==== Textauszug
Die alpine Kulisse fegte mich, noch aufgekratzt von
dem Wasserfall, fast aus den Socken. Erst jetzt fiel mir auf, daß
ich obe´wohl schon anderthal Stunden unterwegs meinen Rucksack kaum
spürte - normalerweise fangen nach einer Stunde meine Schultern an
zu singen. Nicht so hier: ob es war, weil ich mir die Lebensmittel mit
Valeria teilte oder einfach die Begeisterung war wieder "draußen"
zu sein... ich weiß es nicht.
Etwas über zwei Stunden nachdem ich die Howden Hut verlassen hatte, sah ich Valeria vor mir auf dem Track und kurz vor 12 Uhr mittags hatten wir die McKenzie Hut erreicht. Die Hütte liegt direkt am Lake McKenzie, einem Moränensee, der von den Gletschern des Emily Peaks gespeist wird und die meiste Zeit des Tages im Schatten der Berge liegt. Ein Teil des Sees war mit einer dünnen Eisschicht überzogen - eine Erinnerung, daß es Winter war. Das Wetter wollte einem etwas anderes weismachen: es war ziemlich warm. Valeria und ich beratschlagten, sollten wir es versuchen noch bis zu den Routeburn Falls zu laufen und die nächste in der Hütte dort verbringen? Ob es gehen würde, den Harris Saddle ohne Eisaxt und Steigeisen zu queren? Oder würde dort zuviel Schnee liegen? Das
Wetter war so aufmunternd und es war nich relativ früh, also entschlossden
wir uns es mal zu versuchen. Also gingen wir los. Dummerweise war der
Lake McKenzie ein wenig über die Ufer getreten und hatte dabei auch
einen Teil des Routeburn Tracks verschluckt. Wir mußte also gut
fünfzig Meter durch (so schien es) Wadentiefes Wasser. Tapfer stiegen
wir aus unseren warmen Stiefeln und stapften in das glasklare Wasser. Nachdem
wir dieses Hindernis überwunden hatten stieg der Track steil im ZickZack
am Berg hinauf und passierte bald die Baumgrenze. Der Blick ins Tal zurück,
über den Lake McKenzie hinweg war schon wieder ein Traum. Steil und
bizarr erhob sich der Emily Peak im Nordosten am Ende des Gletsschertales;
eine fast unwirkliche Eishaube wölbte sich über den Gipfen des
Berges in das Tal hinein; unzählige kleine Wasserläufe vereinigte
sich am Fuße des Tales und floßen als Rinnsale in den Lake
McKenzie, in desen Mitte eine dichte Waldinsel ruhte. Weit unten zog ein
paar Paradies Enten ihre Bahnen auf dem dunklen Gewässer und am Südende
des Sees, am Rand des Waldes war die McKenzie Hut zu sehen, die noch immer
in der Mittagssonne lag. Wenn es nicht so richtig laufen würde, könnten
wir uns auf eine Nacht in dieser Hütte freuen. Und so sollte es dann
auch kommen...
========
=== Nutzung der Angaben ===
A - Gib aus dem Wanderbericht alles von „Die alpine Kulisse“ bis hinunter zu „weiß es nicht.“ noch einmal wieder und benenne dabei „Rucksack“ in „Trekkingrucksack“ um.
B - Setze bitte den Bericht über die Wanderung am Lake McKenzie im Anschluss an seinen letzten Satz fort.
==== Bereitgestellte Datensätze
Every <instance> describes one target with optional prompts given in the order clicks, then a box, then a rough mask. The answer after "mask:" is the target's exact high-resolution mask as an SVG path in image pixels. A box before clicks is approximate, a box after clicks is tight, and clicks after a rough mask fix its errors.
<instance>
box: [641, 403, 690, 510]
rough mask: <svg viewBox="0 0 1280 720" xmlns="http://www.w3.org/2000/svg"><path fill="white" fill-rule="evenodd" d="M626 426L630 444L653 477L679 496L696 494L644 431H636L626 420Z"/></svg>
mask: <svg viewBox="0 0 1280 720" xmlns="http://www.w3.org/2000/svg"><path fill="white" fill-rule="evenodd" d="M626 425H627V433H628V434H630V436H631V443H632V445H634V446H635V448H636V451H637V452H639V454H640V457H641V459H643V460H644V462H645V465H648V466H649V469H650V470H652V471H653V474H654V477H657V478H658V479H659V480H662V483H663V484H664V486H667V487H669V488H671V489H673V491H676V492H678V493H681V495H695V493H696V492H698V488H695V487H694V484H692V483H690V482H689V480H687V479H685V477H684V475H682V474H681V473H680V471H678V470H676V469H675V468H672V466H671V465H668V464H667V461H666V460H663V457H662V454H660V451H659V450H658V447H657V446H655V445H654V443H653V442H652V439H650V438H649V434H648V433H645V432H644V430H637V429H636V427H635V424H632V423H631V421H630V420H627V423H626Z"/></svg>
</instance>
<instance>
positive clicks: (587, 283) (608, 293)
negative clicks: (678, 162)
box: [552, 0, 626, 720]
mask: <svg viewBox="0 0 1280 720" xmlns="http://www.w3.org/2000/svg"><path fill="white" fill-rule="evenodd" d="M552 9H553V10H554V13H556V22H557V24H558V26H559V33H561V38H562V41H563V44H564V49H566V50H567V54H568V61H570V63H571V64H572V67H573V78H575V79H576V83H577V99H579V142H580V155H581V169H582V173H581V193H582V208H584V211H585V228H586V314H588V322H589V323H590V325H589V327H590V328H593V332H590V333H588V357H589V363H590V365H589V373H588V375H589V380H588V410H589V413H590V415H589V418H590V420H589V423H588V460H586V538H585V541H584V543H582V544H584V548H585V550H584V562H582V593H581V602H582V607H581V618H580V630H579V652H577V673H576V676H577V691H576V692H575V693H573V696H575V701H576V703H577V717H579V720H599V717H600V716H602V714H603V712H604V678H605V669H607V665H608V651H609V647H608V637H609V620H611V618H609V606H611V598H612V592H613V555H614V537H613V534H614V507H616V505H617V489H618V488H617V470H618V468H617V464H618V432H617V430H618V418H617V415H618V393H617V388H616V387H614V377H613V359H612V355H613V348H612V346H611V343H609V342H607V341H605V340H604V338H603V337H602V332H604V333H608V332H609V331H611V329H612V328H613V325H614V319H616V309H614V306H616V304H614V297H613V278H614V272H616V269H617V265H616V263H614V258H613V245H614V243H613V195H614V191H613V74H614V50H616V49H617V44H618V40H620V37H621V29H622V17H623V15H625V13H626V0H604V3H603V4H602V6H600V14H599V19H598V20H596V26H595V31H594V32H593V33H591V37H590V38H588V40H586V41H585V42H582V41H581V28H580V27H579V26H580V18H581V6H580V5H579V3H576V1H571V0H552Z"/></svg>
========
=== Lösungen der Aufgaben ===
A -
Die alpine Kulisse fegte mich, noch aufgekratzt von
dem Wasserfall, fast aus den Socken. Erst jetzt fiel mir auf, daß
ich obe´wohl schon anderthal Stunden unterwegs meinen Trekkingrucksack kaum
spürte - normalerweise fangen nach einer Stunde meine Schultern an
zu singen. Nicht so hier: ob es war, weil ich mir die Lebensmittel mit
Valeria teilte oder einfach die Begeisterung war wieder "draußen"
zu sein... ich weiß es nicht.

B -
Obwohl wir den gesamten Routeburn Track bis zum Harris
Saddle oberhalb der Baumgrenze aus Streifen erkennen konnten, entschlossen
wir uns zurück zu gehen. Denn wir wußten nicht, was uns auf
der anderen Seite des Harris Saddles erwartete und wenn wir erst bis dorthin
gelaufen wären, um dort festzustellen, daß wir überfrorene
Schneefelder vor uns habe, wäre es zu spät umzukehren. Also
blieben wir einige Zeit auf dem Saum, blickten auf das Panorama und ließen
uns von der Sonne wärmen. Doch dann machten wir uns auf den Rückweg.
Ich lief voraus und als ich meinen Mut zusammennahm um mich ohne Jammern
der Seequerung zu stellen, entdeckte ich ein Schild mit der Aufschrift
"Flood Route". Ich konnte es nicht fassen! Es gab tatsächlich
eine Umgehungsroute, so daß man bei Hochwasser nicht durch den Eissee
waten muß! Und auf der anderen Seite gab es keinen Hinweis... Ich
kraxelte zehn Minuten über diesen etwas wilden Umweg und kam schließlich
trockenen Fußes an der McKenzie Hut an. Valeria entschied sich anders.
Tapfer stieg sie ein zweites Mal aus den Stiefeln und watete durch das
eisige Wasser. Doch das hatte seinen Preis, denn mittlwerweile war die
Sonne hinter den Bergen verschwunden. Und deswegen war es auch merklich
kühler. Mit nahezu schmerzverzerrtem Gesicht stapfte Valeria heran
und taumelte stöhnend in die Hütte. Ihr sollte den ganzen Abend
nicht mehr richtig warm werden. Auch der nächste Tag war wieder wolkenlos und
wir entschlossen uns direkt in einem durch bis zur Divide zurück
zu laufen - nur keine weitere Nacht in der usseligen Howden Hut. Obwohl
der Track der gleiche war, kann ich nicht sagen, daß ich merkte,
daß ich hier am Vortag schon langgstiefelt war: ich war ein weiteres
mal begeistert vob der alpinen Szenerie, den unzähligen Bächen,
die in Kaskaden über die Felsen sprangen oder unter den Farnteppichen
hervorrauschten. Die Erlington Falls waren aber erheblich zahmer als am
Vortag. Die Gischt war so harmlos, daß ich es sogar wagte meine
Fotoausrüstung aufzubauen und zu fotografieren. Die Howden Hut würdigten
wir keines Blickes mehr und waren nach vier Stunden Marsch bereits wieder
an der Divide und am Wagen; in diesen vier Stunden gingen wir eine Distanz,
die man auf anderen Tracks in zwei Tagen laufen würde. Der Routeburn
ist halt ein echter "Highway". Aber unglaublich schön.